| TASK DIRECTIONS |
The records below are to be set down again exactly, with the pictures left out.

(Data records)
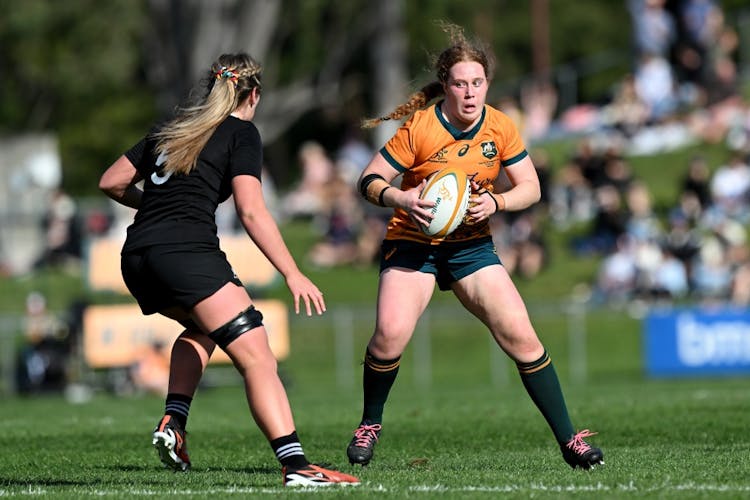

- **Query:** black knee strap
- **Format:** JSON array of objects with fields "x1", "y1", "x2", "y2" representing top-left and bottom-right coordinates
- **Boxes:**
[{"x1": 208, "y1": 306, "x2": 264, "y2": 350}]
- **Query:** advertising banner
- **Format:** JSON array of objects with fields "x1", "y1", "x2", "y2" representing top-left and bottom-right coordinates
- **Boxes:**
[{"x1": 645, "y1": 307, "x2": 750, "y2": 377}]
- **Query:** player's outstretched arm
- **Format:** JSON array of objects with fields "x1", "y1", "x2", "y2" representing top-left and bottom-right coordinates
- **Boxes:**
[{"x1": 232, "y1": 174, "x2": 325, "y2": 316}]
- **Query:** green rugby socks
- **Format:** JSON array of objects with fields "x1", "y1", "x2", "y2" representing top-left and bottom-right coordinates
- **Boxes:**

| EXERCISE OUTPUT |
- **Query:** black knee strap
- **Format:** JSON array of objects with fields "x1", "y1", "x2", "y2" representing top-left and bottom-right coordinates
- **Boxes:**
[{"x1": 208, "y1": 306, "x2": 264, "y2": 350}]
- **Query:** advertising banner
- **Format:** JSON array of objects with fields "x1", "y1", "x2", "y2" representing top-left and bottom-right coordinates
- **Boxes:**
[{"x1": 645, "y1": 307, "x2": 750, "y2": 377}]
- **Query:** player's outstretched arm
- **Format:** JSON array of objects with fields "x1", "y1", "x2", "y2" representing top-left and bottom-right coordinates
- **Boxes:**
[{"x1": 232, "y1": 174, "x2": 325, "y2": 316}]
- **Query:** green rugby socks
- **Format:** JSON array of objects with fields "x1", "y1", "x2", "y2" representing top-left and bottom-right coordinates
- **Boxes:**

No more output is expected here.